This blog post describes how Hadoop has moved through the famous Gartner Hype Cycle, and how it is now often combined with SQL-native solutions to deliver results. The author, Yassine Faihe, is Head of International Solution Consulting at SingleStore. This piece originally appeared, in slightly different form, on LinkedIn last December.
Hadoop, which was once poised to rule the large-scale data analytics space and toll the bell for traditional data warehouses, is currently experiencing a hard fall.
This apparent decline began nearly ten years ago, when articles and blog posts discussing the failure of Hadoop and questioning its future started to proliferate: ‘The Hadoop Hangover’, ‘Why Hadoop is Dying’, ‘Hadoop is Failing Us,’ and so on.
The decline of Hadoop was further illustrated by the merger of Cloudera and Hortonworks, and the sudden acquisition by HPE of the remains of MapR. Hadoop’s adoption is currently stagnating, and even declining, despite persistent enthusiasm from practitioners. Today, many wonder what is the future of Hadoop and, more importantly, how do Hadoop adopters still make the most of their investments?

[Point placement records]
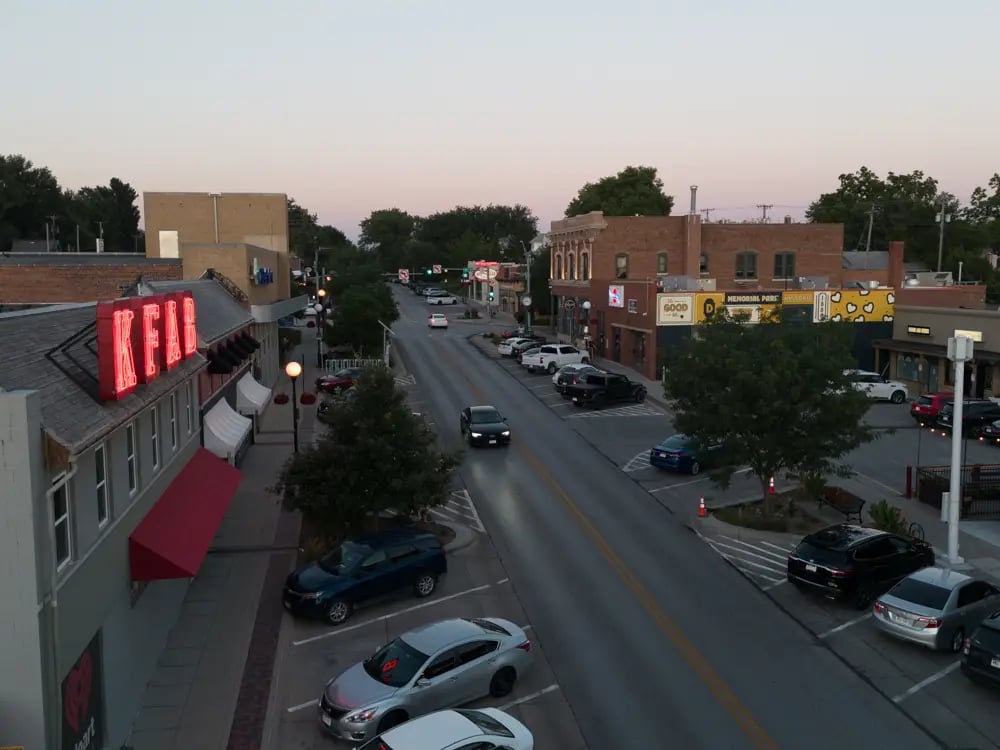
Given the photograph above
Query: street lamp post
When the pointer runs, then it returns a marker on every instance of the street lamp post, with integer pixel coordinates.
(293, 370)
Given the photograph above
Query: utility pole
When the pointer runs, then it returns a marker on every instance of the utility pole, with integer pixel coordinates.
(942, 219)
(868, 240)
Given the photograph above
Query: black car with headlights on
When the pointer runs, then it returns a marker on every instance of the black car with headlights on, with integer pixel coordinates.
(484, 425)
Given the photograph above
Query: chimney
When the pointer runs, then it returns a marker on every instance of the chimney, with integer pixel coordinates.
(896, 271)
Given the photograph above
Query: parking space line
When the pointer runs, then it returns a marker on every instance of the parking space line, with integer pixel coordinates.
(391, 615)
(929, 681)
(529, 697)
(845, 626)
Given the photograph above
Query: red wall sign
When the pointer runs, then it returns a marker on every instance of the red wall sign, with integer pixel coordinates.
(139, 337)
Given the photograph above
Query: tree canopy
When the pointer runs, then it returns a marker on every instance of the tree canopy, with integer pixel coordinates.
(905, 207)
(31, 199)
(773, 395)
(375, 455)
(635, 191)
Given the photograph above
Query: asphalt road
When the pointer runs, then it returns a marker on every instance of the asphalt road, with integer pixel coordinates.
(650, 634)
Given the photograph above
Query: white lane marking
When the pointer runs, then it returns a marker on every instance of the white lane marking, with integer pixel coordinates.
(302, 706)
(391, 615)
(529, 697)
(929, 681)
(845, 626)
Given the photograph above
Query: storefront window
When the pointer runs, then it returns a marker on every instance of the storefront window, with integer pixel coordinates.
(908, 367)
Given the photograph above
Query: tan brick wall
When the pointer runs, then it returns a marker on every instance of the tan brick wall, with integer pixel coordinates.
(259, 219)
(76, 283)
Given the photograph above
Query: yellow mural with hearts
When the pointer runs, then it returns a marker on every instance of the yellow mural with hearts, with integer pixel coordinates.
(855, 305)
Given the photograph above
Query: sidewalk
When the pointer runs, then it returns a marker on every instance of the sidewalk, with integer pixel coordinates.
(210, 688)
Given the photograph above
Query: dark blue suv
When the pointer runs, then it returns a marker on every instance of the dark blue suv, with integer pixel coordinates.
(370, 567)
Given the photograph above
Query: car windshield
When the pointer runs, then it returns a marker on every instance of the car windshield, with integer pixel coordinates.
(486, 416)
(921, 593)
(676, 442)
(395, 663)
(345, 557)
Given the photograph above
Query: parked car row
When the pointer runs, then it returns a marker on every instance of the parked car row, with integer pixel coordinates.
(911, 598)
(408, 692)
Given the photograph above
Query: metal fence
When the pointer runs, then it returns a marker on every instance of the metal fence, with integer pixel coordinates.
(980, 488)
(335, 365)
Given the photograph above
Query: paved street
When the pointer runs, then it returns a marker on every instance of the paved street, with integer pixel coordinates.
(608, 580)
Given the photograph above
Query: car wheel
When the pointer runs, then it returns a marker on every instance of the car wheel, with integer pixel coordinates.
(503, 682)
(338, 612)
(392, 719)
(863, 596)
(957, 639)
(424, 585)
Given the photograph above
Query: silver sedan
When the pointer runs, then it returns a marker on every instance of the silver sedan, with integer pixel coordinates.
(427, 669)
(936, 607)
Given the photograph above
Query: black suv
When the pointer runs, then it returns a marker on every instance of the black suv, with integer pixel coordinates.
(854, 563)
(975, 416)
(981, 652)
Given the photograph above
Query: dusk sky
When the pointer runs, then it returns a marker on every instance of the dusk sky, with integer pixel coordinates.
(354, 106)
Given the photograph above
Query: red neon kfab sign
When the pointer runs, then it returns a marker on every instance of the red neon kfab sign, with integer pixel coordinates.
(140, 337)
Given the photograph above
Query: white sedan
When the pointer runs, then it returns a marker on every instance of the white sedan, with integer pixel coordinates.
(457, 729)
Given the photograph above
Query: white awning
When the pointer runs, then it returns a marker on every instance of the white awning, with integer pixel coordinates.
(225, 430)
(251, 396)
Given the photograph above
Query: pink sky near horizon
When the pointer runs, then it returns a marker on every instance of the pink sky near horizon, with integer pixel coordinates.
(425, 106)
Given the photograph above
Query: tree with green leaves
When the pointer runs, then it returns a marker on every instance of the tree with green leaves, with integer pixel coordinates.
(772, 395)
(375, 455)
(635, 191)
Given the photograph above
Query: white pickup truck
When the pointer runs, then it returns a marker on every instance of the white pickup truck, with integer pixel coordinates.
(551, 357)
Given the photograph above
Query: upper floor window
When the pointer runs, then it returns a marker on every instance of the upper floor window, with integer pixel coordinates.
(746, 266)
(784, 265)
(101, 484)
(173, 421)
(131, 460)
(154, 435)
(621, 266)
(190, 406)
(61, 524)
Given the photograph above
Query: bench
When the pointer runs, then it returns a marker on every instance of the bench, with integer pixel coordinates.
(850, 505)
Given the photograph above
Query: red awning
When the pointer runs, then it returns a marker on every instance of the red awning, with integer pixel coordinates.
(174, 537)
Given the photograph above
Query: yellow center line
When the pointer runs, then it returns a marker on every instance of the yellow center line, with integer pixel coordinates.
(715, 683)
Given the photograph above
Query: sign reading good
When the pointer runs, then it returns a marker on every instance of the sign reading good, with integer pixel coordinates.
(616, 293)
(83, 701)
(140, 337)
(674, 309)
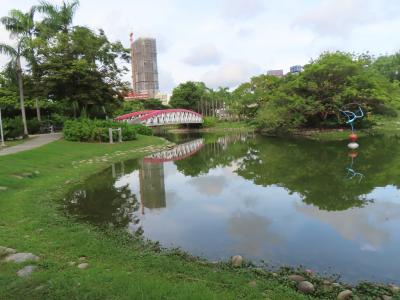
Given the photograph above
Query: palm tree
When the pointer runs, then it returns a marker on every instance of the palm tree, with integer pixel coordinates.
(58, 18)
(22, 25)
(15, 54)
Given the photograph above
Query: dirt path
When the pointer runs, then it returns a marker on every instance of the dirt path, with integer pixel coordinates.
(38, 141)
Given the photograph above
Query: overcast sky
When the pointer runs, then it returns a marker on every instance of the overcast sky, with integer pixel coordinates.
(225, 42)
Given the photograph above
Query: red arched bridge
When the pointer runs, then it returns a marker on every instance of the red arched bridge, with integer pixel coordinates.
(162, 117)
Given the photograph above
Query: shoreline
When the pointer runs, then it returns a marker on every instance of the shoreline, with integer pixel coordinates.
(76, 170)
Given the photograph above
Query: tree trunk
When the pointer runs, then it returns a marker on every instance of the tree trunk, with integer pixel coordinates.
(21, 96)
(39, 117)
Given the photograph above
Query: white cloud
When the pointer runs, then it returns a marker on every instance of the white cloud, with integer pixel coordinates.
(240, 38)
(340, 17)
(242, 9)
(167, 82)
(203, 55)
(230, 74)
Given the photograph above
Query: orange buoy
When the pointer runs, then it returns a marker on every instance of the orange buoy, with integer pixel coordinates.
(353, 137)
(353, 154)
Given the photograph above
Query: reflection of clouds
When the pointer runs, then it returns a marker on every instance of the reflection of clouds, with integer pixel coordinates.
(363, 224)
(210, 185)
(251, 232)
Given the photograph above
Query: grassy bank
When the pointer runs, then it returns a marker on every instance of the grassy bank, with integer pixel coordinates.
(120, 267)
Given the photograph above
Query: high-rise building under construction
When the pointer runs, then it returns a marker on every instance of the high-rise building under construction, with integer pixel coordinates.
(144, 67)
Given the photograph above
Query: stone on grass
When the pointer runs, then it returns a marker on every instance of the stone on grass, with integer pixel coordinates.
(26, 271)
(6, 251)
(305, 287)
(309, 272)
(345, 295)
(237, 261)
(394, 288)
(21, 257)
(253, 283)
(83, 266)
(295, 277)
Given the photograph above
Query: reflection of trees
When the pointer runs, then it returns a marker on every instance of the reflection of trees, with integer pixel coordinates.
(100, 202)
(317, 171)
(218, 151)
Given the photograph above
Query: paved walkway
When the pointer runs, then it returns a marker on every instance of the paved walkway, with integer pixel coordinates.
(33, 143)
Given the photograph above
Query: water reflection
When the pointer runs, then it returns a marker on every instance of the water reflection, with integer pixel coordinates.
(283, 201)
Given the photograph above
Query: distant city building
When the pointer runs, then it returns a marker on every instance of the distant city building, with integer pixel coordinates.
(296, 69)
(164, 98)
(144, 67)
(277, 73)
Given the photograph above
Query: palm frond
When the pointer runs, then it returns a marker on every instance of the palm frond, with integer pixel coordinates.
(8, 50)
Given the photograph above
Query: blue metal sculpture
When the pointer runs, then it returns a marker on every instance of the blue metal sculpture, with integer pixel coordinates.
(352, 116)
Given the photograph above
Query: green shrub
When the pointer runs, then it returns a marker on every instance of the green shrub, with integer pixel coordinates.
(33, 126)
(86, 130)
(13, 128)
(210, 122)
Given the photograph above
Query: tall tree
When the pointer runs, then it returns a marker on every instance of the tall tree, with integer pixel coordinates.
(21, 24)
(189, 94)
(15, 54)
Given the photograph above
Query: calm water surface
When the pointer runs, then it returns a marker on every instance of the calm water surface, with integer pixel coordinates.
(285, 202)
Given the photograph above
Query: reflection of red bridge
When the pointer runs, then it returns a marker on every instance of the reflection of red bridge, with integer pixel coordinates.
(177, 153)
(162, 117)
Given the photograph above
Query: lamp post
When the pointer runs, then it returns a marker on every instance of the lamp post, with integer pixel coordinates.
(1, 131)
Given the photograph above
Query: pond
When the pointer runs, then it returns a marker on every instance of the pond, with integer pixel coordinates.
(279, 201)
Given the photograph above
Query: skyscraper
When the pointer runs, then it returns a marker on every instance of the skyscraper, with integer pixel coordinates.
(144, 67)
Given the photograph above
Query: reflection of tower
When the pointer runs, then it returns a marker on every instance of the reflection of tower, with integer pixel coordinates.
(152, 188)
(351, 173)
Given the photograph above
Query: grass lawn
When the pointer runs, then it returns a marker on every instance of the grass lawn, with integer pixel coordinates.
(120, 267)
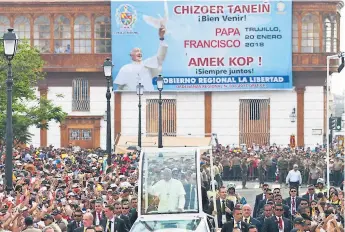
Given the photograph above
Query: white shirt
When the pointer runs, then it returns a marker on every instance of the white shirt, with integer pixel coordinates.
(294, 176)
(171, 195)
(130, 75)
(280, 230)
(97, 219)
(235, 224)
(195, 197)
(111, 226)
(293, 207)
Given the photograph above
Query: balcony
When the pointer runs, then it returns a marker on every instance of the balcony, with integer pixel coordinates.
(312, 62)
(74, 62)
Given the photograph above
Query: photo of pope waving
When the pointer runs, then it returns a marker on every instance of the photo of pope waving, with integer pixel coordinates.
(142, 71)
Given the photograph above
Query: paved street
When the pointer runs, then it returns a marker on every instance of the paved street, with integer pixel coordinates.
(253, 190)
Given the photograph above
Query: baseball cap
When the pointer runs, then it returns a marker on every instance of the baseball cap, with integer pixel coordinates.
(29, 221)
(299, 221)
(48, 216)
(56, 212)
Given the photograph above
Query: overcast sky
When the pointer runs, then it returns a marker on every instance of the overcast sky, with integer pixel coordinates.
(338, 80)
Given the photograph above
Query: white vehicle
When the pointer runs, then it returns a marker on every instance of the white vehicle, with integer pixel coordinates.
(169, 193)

● **What is expected**
Copy the Hadoop post between "This apparent decline" and "of their investments?", inclusive, changing "proliferate" to "multiply". These items come from a different source than the Hadoop post.

● **Written response**
This apparent decline began nearly ten years ago, when articles and blog posts discussing the failure of Hadoop and questioning its future started to multiply: ‘The Hadoop Hangover’, ‘Why Hadoop is Dying’, ‘Hadoop is Failing Us,’ and so on.
The decline of Hadoop was further illustrated by the merger of Cloudera and Hortonworks, and the sudden acquisition by HPE of the remains of MapR. Hadoop’s adoption is currently stagnating, and even declining, despite persistent enthusiasm from practitioners. Today, many wonder what is the future of Hadoop and, more importantly, how do Hadoop adopters still make the most of their investments?